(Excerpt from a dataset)
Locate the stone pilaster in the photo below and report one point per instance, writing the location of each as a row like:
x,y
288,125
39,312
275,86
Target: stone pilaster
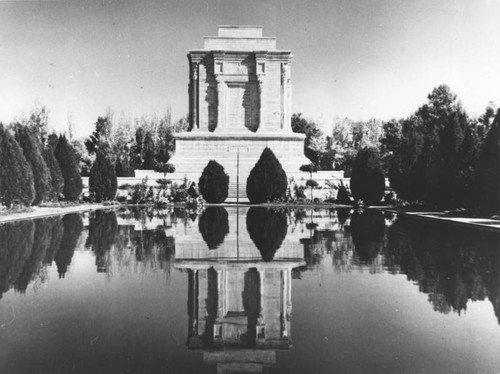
x,y
195,97
286,99
221,102
262,101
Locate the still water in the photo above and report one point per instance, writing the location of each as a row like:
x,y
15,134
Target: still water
x,y
247,290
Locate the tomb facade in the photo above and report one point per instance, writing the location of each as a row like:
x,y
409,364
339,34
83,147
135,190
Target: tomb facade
x,y
240,95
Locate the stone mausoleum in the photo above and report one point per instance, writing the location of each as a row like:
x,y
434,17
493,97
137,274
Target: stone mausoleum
x,y
240,96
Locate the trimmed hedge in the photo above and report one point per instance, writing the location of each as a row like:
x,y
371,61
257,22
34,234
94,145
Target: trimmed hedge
x,y
267,180
214,183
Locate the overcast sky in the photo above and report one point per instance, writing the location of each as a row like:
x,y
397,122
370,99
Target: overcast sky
x,y
355,58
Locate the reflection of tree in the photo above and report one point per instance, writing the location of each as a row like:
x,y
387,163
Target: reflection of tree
x,y
16,243
267,229
214,226
41,244
73,226
450,264
55,240
367,230
103,228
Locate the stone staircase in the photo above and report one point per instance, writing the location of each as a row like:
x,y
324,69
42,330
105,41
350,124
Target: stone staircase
x,y
233,192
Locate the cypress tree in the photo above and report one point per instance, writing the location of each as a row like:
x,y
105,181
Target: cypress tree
x,y
56,177
102,180
16,178
367,179
69,168
214,183
32,150
267,180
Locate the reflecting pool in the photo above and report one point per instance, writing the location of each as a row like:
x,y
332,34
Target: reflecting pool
x,y
247,290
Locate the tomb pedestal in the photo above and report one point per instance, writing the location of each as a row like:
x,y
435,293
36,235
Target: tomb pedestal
x,y
239,102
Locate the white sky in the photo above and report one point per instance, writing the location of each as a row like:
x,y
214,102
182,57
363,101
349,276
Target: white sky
x,y
355,58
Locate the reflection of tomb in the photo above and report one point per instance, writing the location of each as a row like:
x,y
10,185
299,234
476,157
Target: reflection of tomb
x,y
239,306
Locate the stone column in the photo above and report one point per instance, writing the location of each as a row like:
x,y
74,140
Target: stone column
x,y
260,86
194,97
286,98
221,103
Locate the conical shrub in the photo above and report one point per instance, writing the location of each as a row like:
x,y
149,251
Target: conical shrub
x,y
267,180
214,183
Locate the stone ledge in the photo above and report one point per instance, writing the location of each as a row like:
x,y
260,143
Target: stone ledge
x,y
195,135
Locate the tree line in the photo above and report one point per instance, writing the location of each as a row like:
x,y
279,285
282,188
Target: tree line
x,y
439,156
36,167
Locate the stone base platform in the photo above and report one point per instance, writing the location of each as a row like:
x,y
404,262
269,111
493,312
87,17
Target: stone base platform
x,y
194,150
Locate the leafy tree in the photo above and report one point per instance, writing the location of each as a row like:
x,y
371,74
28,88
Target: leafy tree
x,y
214,226
214,183
32,150
310,168
300,124
488,172
69,168
164,167
16,178
367,180
56,178
267,180
101,135
267,229
102,181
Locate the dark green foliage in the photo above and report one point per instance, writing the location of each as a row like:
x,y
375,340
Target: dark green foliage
x,y
488,172
123,168
214,226
56,178
367,179
32,150
435,159
16,178
69,168
164,167
100,136
367,230
312,183
103,230
16,243
267,229
267,180
73,227
309,168
102,180
343,194
148,152
214,183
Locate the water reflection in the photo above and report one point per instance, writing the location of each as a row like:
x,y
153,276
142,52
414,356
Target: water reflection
x,y
451,265
235,268
239,299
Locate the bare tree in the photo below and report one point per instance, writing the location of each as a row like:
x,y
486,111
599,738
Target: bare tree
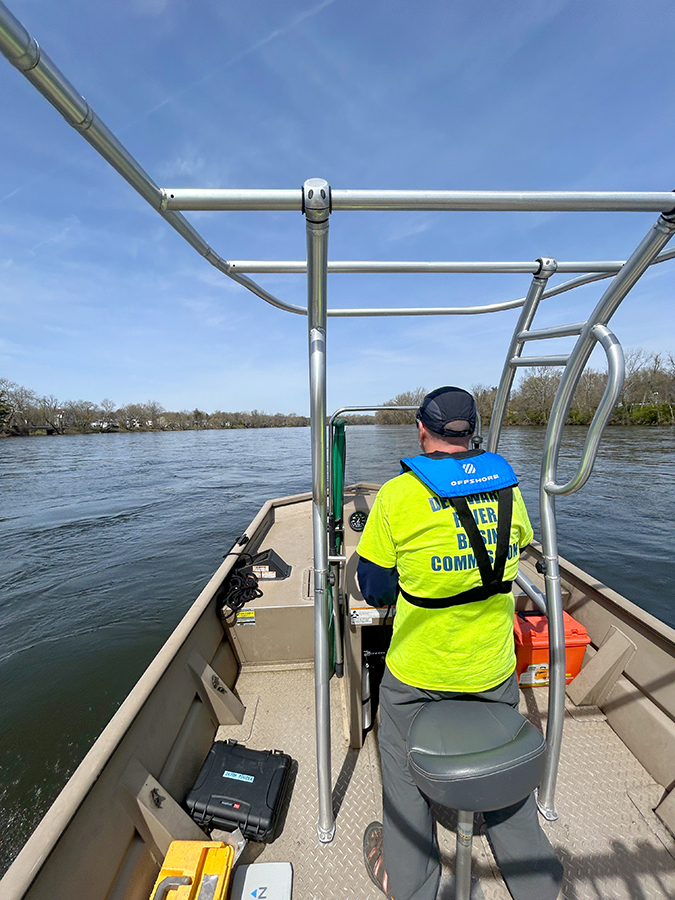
x,y
405,417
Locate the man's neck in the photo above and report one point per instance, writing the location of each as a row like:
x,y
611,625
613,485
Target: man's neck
x,y
431,446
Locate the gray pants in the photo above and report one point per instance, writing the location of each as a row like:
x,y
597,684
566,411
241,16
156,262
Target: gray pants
x,y
411,857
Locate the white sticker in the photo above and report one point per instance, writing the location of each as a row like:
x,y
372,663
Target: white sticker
x,y
535,674
369,614
363,616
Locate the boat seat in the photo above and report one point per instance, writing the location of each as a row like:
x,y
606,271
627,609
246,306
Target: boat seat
x,y
472,755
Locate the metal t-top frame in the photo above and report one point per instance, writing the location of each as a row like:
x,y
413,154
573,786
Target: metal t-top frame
x,y
316,200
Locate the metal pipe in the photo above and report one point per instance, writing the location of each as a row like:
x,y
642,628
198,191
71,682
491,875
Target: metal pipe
x,y
532,591
615,376
539,334
525,361
317,211
637,264
27,56
546,268
496,201
299,266
463,855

**Exercise task:** Using the data above, print every line exactly, omitting pictures.

**Task solution:**
Locate the stone pilaster in the photo below and report one point per instance, writing the location of each as a row like:
x,y
288,125
39,312
275,86
Target: stone pilaster
x,y
195,97
286,99
221,102
262,101
Locate the still water in the photo above and report one point per instance, writing the location of each as a row like:
x,y
15,134
Target: still water
x,y
247,290
Locate the tomb facade in the photo above and report one point per instance, writing the location of each as a row like:
x,y
409,364
339,34
83,147
135,190
Target: tomb facade
x,y
240,95
Locate the stone mausoleum in the photo above and report one point per instance, writing the location of each as a row like:
x,y
434,17
493,97
137,274
Target: stone mausoleum
x,y
240,96
Locate the trimmed hedge in the photo above and report one point per instance, writing the location of each as a row like:
x,y
371,61
257,22
34,234
94,145
Target: trimmed hedge
x,y
267,180
214,183
Locate the overcast sky in the photo above and report one point per instance, writing the location of each as a row like:
x,y
397,122
370,99
Target: overcast sky
x,y
355,58
Locate the reflection of tree in the photo above and report one point per instance, writing the location of each as a row like:
x,y
387,163
Target: reflection of tree
x,y
16,243
267,229
214,226
41,244
73,226
450,264
55,240
367,230
103,228
Locate the stone staircase in the photo above and report one point per instance, writing the location of each as a row like:
x,y
324,69
42,330
105,41
350,124
Target: stone staircase
x,y
233,192
Locate the cypress tree in the photo above and report one point per instance, writing the location of each as a row like:
x,y
105,181
Target: cypress tree
x,y
56,177
102,180
16,178
367,179
69,168
214,183
32,150
267,180
Locate the reflecting pool in the photo above and report one point per instance, writing the location of each as a row like:
x,y
332,34
Target: reflecting pool
x,y
247,290
Locate the tomb pedestal in the photo above and report one point per instance, writing the location of each as a row like:
x,y
435,293
36,235
Target: tomb pedestal
x,y
239,102
Locate the white sky in the photo above and report one point per instance, writing the location of each as a row like:
x,y
214,102
182,57
363,101
349,276
Target: white sky
x,y
355,58
Locate the reflection of tomb in the photo above and report one point per instance, writing the location of each as a row like:
x,y
10,185
299,234
476,157
Target: reflection of tomb
x,y
239,306
Locate the stone column in the photo above and report one point per instance, writing the location of each as a row like:
x,y
74,140
Target: stone column
x,y
260,86
194,97
286,98
221,103
Locate the conical shrub in the photo above and report one point per instance, writing the location of each as a row like:
x,y
149,251
Target: conical shrub
x,y
267,180
214,183
Locate the stone ledge in the photo above and report one point per instance, writing the location of each as a row like:
x,y
260,143
Target: stone ledge
x,y
195,135
Locate the tree line in the photo above and report one point per instance, writing the location of each as a row like:
x,y
279,285
282,188
Target: tree line
x,y
439,156
36,167
Locate the stone base platform in the photo above and report one point per instance, writing the location of each as a row like:
x,y
404,262
269,111
493,312
87,17
Target: stone base platform
x,y
194,150
Locate the leafy tree in the photo above and report one point per instance, writing the location of each as a row like:
x,y
371,74
28,88
Target: leafy tree
x,y
214,226
214,183
32,150
310,168
300,124
488,172
69,168
164,167
16,178
367,180
56,178
267,180
101,135
267,229
102,181
Locate the dark green foliage in the photo above and report one point per instance, writing the location of each as a row like:
x,y
375,340
Target: dark green foliage
x,y
488,172
123,168
214,226
56,178
367,179
32,150
435,159
16,178
69,168
164,167
100,136
367,230
312,183
103,230
16,243
267,229
267,180
73,227
309,168
102,180
343,194
148,152
214,183
Locate the water reflection in the photo above and report one point per instance, writing the location of each as a row like:
x,y
153,276
142,52
414,356
Target: water reflection
x,y
451,265
235,268
239,299
Locate the bare tree in the photo below and report one point per instance, writing the location of each as a row like:
x,y
486,111
599,738
Target: bare tree
x,y
405,417
Locate the man's neck in the photo above and report one point per instance, writing the location of each as a row like:
x,y
611,625
613,485
Target: man's neck
x,y
431,446
Locate the gray pants in the photo above and report one point per instance, writing the location of each as a row like:
x,y
597,684
566,411
241,16
156,262
Target: gray pants
x,y
411,857
Locate the white sticker in the photo above and report one point per instance, writing the location of each as a row like:
x,y
372,663
Target: white sticker
x,y
535,674
369,614
363,616
Locate the boat seat in the photo above and report one point per instance, writing the location of each as a row like:
x,y
606,271
627,609
246,306
Target: boat seat
x,y
472,755
Locate the metal t-top frame in the photo above and report one point per instance, writing the location of each as a row like:
x,y
413,154
573,786
Target: metal t-top frame
x,y
316,200
Locate the metal pipe in the photo above and report one point per instance, writing the location of each as a row like:
x,y
642,628
198,191
71,682
491,875
Target: metal pipe
x,y
532,591
615,376
539,334
525,361
317,211
637,264
27,56
546,268
496,201
299,266
463,855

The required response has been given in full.